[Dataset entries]

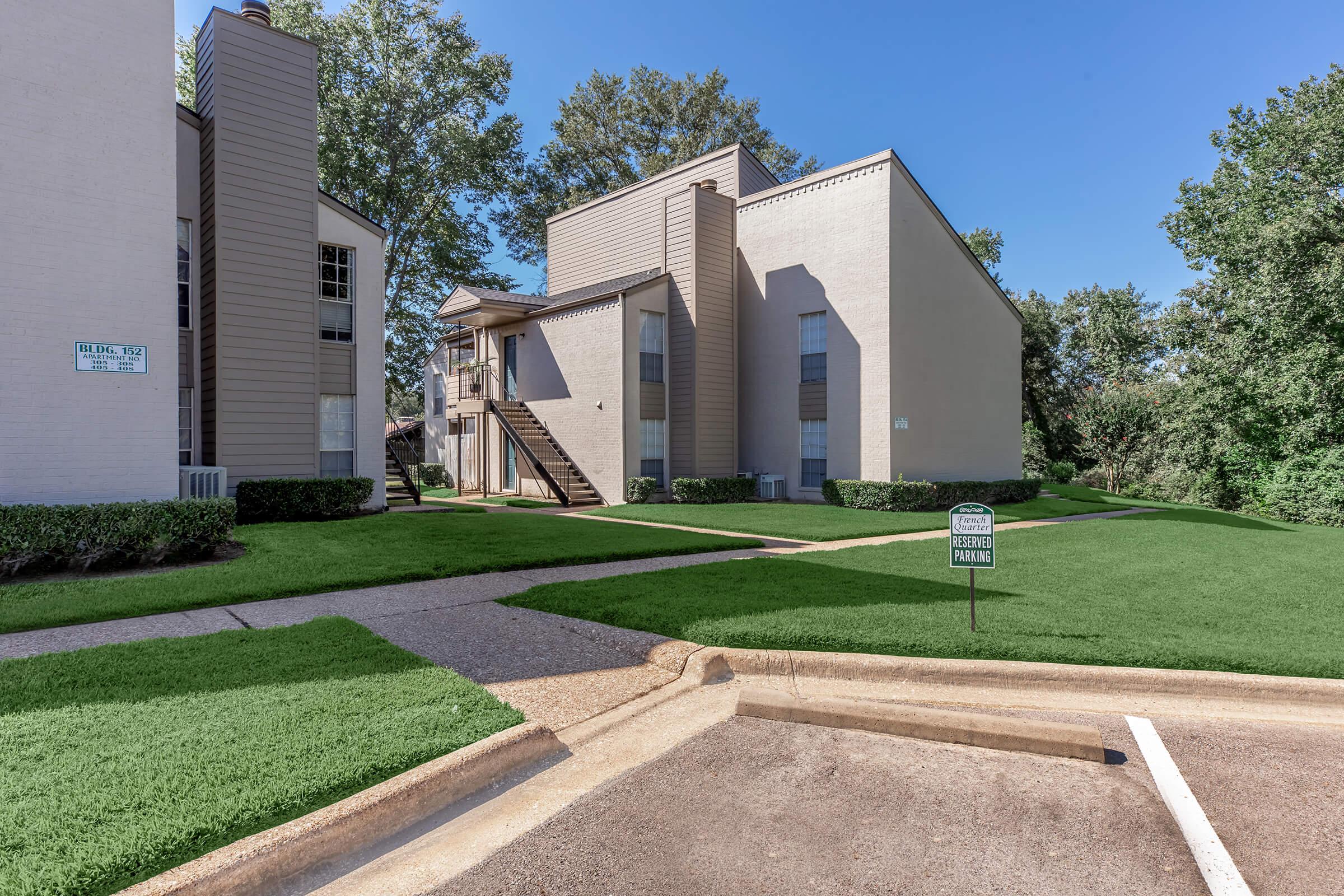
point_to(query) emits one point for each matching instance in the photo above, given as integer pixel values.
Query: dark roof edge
(354, 214)
(189, 116)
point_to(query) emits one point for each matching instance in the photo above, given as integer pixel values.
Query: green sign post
(971, 543)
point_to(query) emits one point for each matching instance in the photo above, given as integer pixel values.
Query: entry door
(511, 368)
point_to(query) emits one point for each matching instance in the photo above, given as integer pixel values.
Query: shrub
(725, 489)
(37, 538)
(639, 489)
(290, 500)
(902, 496)
(1061, 472)
(1308, 488)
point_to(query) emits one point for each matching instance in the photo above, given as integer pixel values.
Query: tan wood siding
(652, 401)
(338, 370)
(812, 401)
(624, 234)
(680, 338)
(260, 354)
(716, 340)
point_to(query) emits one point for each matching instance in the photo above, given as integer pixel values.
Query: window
(651, 347)
(183, 273)
(338, 436)
(812, 346)
(651, 449)
(814, 453)
(185, 426)
(337, 291)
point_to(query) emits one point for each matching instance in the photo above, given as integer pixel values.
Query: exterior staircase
(545, 453)
(400, 460)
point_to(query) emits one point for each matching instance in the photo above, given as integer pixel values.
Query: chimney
(256, 11)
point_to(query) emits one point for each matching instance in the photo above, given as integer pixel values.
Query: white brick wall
(88, 203)
(823, 248)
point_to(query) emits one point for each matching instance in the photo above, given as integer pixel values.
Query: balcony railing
(478, 383)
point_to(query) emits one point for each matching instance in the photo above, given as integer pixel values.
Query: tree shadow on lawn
(326, 649)
(1210, 517)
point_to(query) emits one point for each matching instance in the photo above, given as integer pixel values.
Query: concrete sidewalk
(556, 671)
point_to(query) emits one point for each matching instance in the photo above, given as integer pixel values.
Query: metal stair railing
(404, 453)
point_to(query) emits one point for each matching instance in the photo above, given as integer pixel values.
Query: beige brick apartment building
(711, 321)
(175, 292)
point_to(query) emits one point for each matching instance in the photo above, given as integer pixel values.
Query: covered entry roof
(480, 307)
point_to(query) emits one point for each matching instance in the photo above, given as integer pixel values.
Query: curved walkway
(556, 671)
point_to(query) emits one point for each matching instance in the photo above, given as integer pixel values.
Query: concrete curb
(973, 729)
(1014, 675)
(254, 863)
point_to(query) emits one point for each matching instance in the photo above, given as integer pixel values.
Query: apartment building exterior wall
(816, 245)
(956, 351)
(86, 221)
(365, 356)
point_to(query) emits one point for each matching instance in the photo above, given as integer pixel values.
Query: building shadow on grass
(326, 649)
(1208, 517)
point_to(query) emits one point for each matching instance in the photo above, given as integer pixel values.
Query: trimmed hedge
(38, 538)
(639, 489)
(726, 489)
(902, 496)
(290, 500)
(1062, 472)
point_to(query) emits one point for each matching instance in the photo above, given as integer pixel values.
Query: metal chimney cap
(256, 10)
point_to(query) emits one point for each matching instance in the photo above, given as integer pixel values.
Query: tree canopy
(616, 130)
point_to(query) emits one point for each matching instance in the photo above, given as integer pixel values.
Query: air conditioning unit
(771, 487)
(202, 481)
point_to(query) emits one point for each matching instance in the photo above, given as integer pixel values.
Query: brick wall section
(88, 203)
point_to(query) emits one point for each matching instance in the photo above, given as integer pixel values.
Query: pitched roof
(605, 288)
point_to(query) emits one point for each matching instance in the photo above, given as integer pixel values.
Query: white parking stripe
(1214, 863)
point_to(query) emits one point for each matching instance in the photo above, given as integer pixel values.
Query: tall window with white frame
(183, 273)
(337, 293)
(651, 450)
(185, 405)
(338, 436)
(651, 347)
(812, 347)
(814, 453)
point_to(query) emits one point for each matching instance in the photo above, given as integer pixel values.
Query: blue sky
(1065, 125)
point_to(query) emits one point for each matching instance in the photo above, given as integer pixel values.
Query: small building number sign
(111, 358)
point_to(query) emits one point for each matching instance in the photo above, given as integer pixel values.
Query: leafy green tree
(1114, 422)
(988, 246)
(616, 130)
(409, 135)
(1260, 338)
(1109, 335)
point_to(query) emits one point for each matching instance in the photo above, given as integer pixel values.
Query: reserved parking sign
(972, 536)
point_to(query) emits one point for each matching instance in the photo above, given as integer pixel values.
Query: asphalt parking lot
(754, 806)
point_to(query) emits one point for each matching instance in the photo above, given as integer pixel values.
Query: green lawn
(1188, 589)
(122, 762)
(824, 521)
(307, 558)
(511, 500)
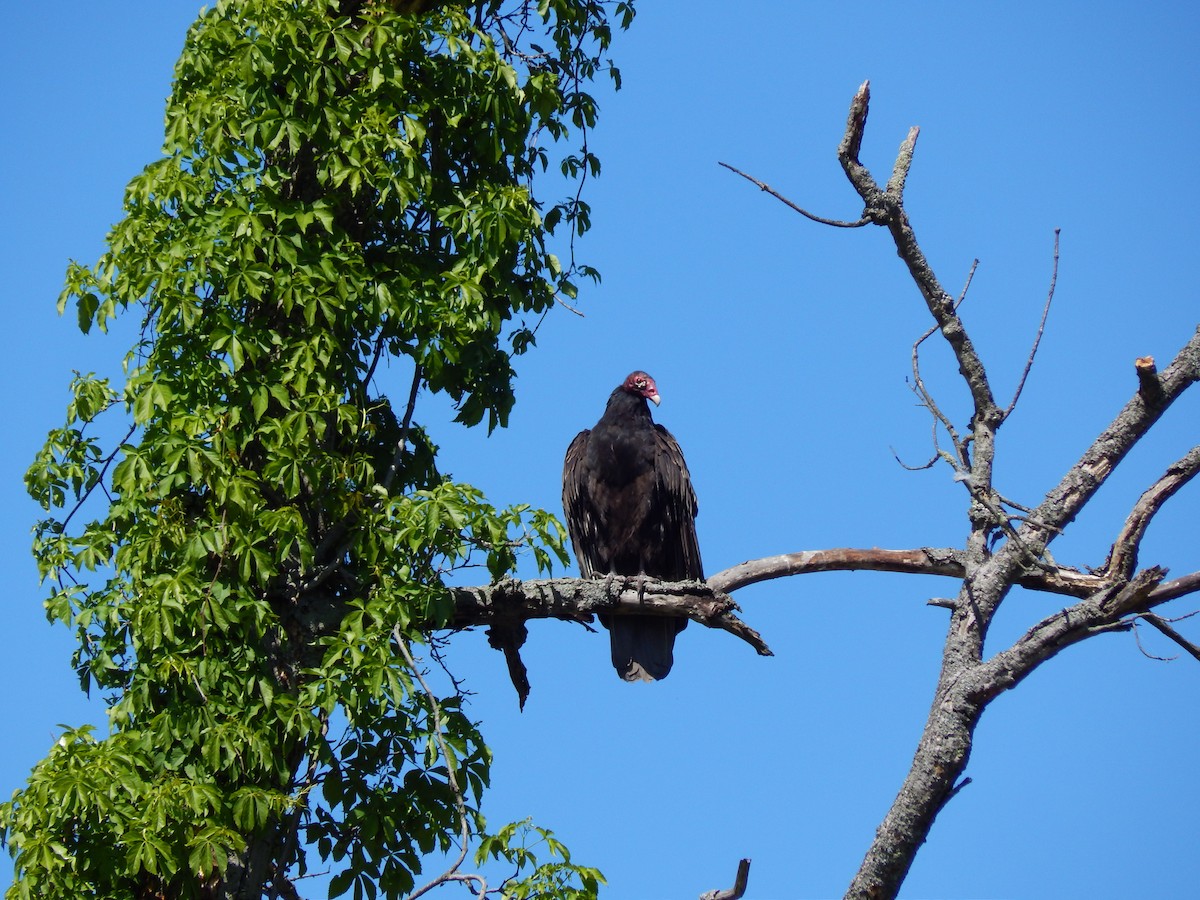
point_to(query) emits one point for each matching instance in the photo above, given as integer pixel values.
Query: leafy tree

What the exercise asks: From the first line to the last, output the records exactly without pictures.

Result:
point_to(query) emits one point for each matching instance in the photo above, given as integer pixel values.
Query: dark roof edge
(354, 214)
(189, 116)
point_to(query) emits one point for each matching instance in the photo above, given as integer pixel values.
Query: green sign post
(971, 543)
point_to(query) emits one point for each matching instance in the photo above, given as integer pixel values.
Query: entry door
(511, 368)
point_to(query) emits one point for each matching instance in the photo above, given as integer pixel values.
Query: shrub
(725, 489)
(37, 538)
(639, 489)
(290, 500)
(902, 496)
(1061, 472)
(1308, 488)
point_to(query) emits one point for each matching instance in the photo above, given as integer pixel values.
Query: tan wood siding
(652, 401)
(338, 370)
(812, 401)
(624, 234)
(680, 338)
(260, 354)
(716, 340)
point_to(query) emits one point for each matching instance in the photo above, given as integer pixel values.
Query: window
(651, 347)
(183, 273)
(338, 436)
(812, 346)
(651, 449)
(814, 453)
(185, 426)
(337, 291)
point_to(query) emits one point for each matching instance in the photo above, given as integer pixel values.
Query: exterior staircase
(545, 453)
(400, 460)
point_to(query) emits one point for each matching instance in the photo above, given as integer pixel values.
Query: chimney
(256, 11)
point_to(query) emits one point for each matching instance in the photo above, given as integer pixel values.
Query: white brick wall
(88, 203)
(823, 248)
point_to(query) emits one point for each matching instance in the photo above, given as integer pixel values.
Query: balcony railing
(478, 383)
point_to(query) emits one point for each matching instance in the photo above, given as integer pixel values.
Query: tree shadow on lawn
(326, 649)
(1210, 517)
point_to(query) emits one point for each matching instance in the photo above, given as integer pixel values.
Query: concrete sidewalk
(556, 671)
point_to(query) emits one point for each matching instance in the photo above, given as integer pixel values.
Query: metal stair railing
(404, 453)
point_to(query) emits one point for each matching instance in the photo above, given as integer pixel values.
Query: beige brick apartment building
(711, 321)
(175, 292)
point_to(query) emits one point for each matching instance in the photo above, given as integer pixel values.
Query: covered entry roof
(480, 307)
point_to(query) emits one point for each matching instance in the photo above, given as integer pixel values.
Query: curved walkway
(556, 671)
point_to(query) emits one point for each matching instance in the photo above, given as integer pixel values.
Query: concrete curb
(973, 729)
(1014, 675)
(254, 863)
point_to(query) emits one point for each matching instance in the photo above, given as integer pixel values.
Query: apartment building exterior wall
(816, 245)
(956, 351)
(86, 221)
(365, 356)
point_to(query) emits one point for each matching instance in the photo above, given as integer pixel values.
Query: building shadow on grass
(326, 649)
(1208, 517)
point_to(query) emits one point for each matching instance in the photo above, given as integer pixel values.
Query: trimmed hedge
(38, 538)
(639, 489)
(726, 489)
(902, 496)
(290, 500)
(1062, 472)
point_to(query) emits one point for each matching instance in the photo above, given as integer pixel values.
Query: metal chimney cap
(256, 10)
point_to(query) emits one point for each matching instance in the photo above, given as integer pixel values.
Query: tree canopy
(616, 130)
point_to(query) emits one point for each matching instance in the photo above, given as integer pixel values.
Query: air conditioning unit
(771, 487)
(202, 481)
point_to(query) emits one point for each matching instance in the photo above, given as integer pixel values.
Query: brick wall section
(88, 203)
point_to(query) emits one point for each matching instance in the photo above, given as integer pixel values.
Query: pitched roof
(605, 288)
point_to(query) emits one point for each matching instance in the photo above, given as integer pixel values.
Query: white parking stripe
(1214, 863)
point_to(query) emits one point for each matching instance in the photo above, given as integer pixel values.
Query: tall window with white frame
(183, 273)
(337, 293)
(651, 450)
(185, 405)
(338, 436)
(651, 347)
(812, 347)
(814, 453)
point_to(query) emits one point for each matching instance in the photo above, given as integer pixel values.
Query: blue sky
(1065, 125)
point_to(query) emits one point for each matching instance in the photo above, given as integer pixel values.
Query: small building number sign
(111, 358)
point_to(query) emits one point for each matching instance in the photo above, given as integer pixel values.
Query: leafy green tree
(1114, 422)
(988, 246)
(616, 130)
(409, 135)
(1260, 338)
(1109, 335)
point_to(query) emits one point for each matching instance in the photo above, given as integer pixel values.
Query: reserved parking sign
(972, 536)
point_to(query) emits one point for each matching instance in the photo above, given as integer pixel values.
Query: asphalt parking lot
(754, 806)
point_to(query) emits one point for each matching instance in the photo above, given as integer pixel values.
Query: green lawn
(1188, 589)
(122, 762)
(824, 521)
(307, 558)
(511, 500)
point_to(query) emits one point for each matching instance in the photo above, given as integer pixel values.
Query: leafy tree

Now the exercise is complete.